# tile shower smell



## jaydevries (Jan 29, 2012)

what i see is a shower with improper or no water membrane under shower. you have 2 options in my opinion is first and best tear it out replace rotten wood treat with a mold killer " not just bleach " and start over. the second choice would be to find someone who can put a shower liner in ( bci ,liners direct, luxury bath, re bath, bath fitters, or bath planet )


----------



## oh'mike (Sep 18, 2009)

Post a shot of the shower itself----You have a failure there----might need replacing---


----------



## akilinski (Mar 5, 2013)

Here's a shower pic, and a close-up of the "hole".


----------



## oh'mike (Sep 18, 2009)

Oh,boy-------------I think you are in trouble-----How to build a shower - Building a shower pan with pre-sloped mortar bed, liner and curb.

I think you have an improperly installed liner------in which case you have a tear out.

do a flood test by plugging the drain with an inflatable plug---fill and let it sit for 24 hours.

If that hold water for 24 hours--start looking for a leak in the shower arm---or other water leak above the curb---

I don't think it will pass the flood test----sorry----


----------



## akilinski (Mar 5, 2013)

Thanks, Mike. Both times I plugged the drain to soak the floor, the shower floor was dry within hours...so that fails the test doesn't it?


----------



## oh'mike (Sep 18, 2009)

Yep----you have a leaker----sorry to be the bearer of bag news---

That link shows one method of shower building--

There are a couple of others---

The Schluter system and other like that use a surface membrane---very dependable--

Latacrete has Hydroban---another surface membrane ,but painted on---

You have a tear out----retire that shower until you can get it replaced----


----------



## jagans (Oct 21, 2012)

Get a Lawyer, and take a lot of pictures as the real tile people take the old one apart. All the work I see in your photos was done by a hack, plumbing, carpentry, and tile. What makes a paint manufacturer think they know how to remodel a bathroom?????

Missing grout should not matter a hoot to water tightness.


----------



## oh'mike (Sep 18, 2009)

That test you did was probably not exactly right---that pan has two drains--one above the tile and one below ,to drain the membrane----so an inflatable drain plug must be used to stop both drains.

That being said----you still have a leaker---I just wanted to tell you that to avoid being told you did the test wrong by the installer----

Some people should not build shower pans-----while not rocket science---they must be done correctly----


----------



## Ghostmaker (Mar 2, 2013)

Tear it out the original installer did not pan the shower correctly... Also sue the seller for not disclosing it. Contact your local code authority and see if permits were issued it will help if they hacked it all in without one.


----------



## akilinski (Mar 5, 2013)

Sherwin Williams' answer - The installer came by today and said the curb tile needed more of a slope, so they replaced some of the tile. He thought the curb was holding water. He also said the smell was probably because the shower is so enclosed and only has that 23" wide opening (i'm calling BS on this). This guy's english wasn't very good, so I let him do his thing - then i'll push for a tear out and re-do once this happens again in a couple days.


----------



## akilinski (Mar 5, 2013)

PS - where can I get an inflatable drain plug?


----------



## oh'mike (Sep 18, 2009)

Any plumbing supply house---tell them you are doing a flood test on a shower with a two inch drain---

Very common item-----


----------



## Ghostmaker (Mar 2, 2013)

Tear it out or one day you will fall through the floor.


----------

● EXERCISE TASK:
In the thread about the tile shower smell, what did the installer say was probably causing the smell?

● RECORD EXCERPTS:
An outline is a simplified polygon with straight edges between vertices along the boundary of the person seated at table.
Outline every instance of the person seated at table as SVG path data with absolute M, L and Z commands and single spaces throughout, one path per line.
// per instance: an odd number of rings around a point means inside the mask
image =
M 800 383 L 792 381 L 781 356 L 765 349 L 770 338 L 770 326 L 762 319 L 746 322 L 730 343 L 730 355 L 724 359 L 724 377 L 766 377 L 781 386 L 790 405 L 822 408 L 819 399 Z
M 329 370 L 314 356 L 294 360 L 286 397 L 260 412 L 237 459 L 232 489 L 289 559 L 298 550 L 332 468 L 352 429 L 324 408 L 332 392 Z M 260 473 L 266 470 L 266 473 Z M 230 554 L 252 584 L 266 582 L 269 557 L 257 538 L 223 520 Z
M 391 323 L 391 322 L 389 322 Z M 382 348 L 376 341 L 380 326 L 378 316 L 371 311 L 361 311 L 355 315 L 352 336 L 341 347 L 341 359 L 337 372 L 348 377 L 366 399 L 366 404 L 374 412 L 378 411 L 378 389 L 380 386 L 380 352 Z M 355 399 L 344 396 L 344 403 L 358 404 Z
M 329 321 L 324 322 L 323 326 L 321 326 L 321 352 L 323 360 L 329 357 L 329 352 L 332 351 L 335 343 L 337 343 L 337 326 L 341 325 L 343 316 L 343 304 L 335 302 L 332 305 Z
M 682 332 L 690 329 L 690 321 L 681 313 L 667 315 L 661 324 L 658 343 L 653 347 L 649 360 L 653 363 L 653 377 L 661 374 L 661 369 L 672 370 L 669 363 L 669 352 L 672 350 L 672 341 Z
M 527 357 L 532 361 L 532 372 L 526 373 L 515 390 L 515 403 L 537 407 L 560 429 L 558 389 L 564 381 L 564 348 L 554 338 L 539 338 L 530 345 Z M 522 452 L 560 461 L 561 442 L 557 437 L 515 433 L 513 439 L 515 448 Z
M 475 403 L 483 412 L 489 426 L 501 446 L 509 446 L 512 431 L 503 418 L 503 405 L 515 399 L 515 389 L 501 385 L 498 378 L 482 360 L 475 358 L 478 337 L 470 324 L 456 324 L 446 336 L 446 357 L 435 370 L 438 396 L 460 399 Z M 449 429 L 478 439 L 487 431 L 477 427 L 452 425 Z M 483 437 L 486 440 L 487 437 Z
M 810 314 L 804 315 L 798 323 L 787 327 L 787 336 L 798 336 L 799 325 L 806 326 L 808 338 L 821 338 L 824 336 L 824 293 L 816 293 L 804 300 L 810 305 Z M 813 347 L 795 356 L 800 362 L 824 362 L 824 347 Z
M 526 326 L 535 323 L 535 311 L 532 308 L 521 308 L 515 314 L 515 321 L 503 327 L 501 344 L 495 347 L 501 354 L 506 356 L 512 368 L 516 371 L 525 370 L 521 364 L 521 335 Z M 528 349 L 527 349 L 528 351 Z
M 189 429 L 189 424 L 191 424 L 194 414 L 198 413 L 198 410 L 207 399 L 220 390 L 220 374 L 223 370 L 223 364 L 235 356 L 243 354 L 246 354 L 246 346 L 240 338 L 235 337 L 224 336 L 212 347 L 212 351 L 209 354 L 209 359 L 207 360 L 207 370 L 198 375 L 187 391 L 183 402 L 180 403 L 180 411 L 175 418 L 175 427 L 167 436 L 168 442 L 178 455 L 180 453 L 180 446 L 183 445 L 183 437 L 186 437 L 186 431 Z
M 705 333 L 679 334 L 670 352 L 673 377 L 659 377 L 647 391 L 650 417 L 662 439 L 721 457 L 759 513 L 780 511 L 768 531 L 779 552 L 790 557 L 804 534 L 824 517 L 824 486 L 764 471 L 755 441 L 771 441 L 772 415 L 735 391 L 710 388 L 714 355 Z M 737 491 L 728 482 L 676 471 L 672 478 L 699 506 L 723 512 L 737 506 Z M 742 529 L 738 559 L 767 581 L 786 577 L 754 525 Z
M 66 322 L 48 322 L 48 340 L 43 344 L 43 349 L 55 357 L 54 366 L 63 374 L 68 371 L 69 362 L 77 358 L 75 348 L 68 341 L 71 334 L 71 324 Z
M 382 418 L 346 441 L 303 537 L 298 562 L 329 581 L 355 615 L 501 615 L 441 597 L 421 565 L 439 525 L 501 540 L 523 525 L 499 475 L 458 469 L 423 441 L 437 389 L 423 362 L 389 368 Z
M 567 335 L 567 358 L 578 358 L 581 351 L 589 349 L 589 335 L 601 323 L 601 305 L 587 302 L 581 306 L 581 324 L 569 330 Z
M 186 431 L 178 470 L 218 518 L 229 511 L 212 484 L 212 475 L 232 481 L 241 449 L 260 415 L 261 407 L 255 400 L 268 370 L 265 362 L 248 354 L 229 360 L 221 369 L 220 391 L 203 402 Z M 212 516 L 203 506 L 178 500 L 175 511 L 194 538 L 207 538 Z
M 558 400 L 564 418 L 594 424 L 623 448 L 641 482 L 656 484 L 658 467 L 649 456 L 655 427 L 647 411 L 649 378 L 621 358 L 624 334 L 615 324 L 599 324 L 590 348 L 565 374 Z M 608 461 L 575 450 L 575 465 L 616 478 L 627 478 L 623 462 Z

● EXPECTED OUTPUT:
He said the shower is very enclosed and has only a 23" wide opening.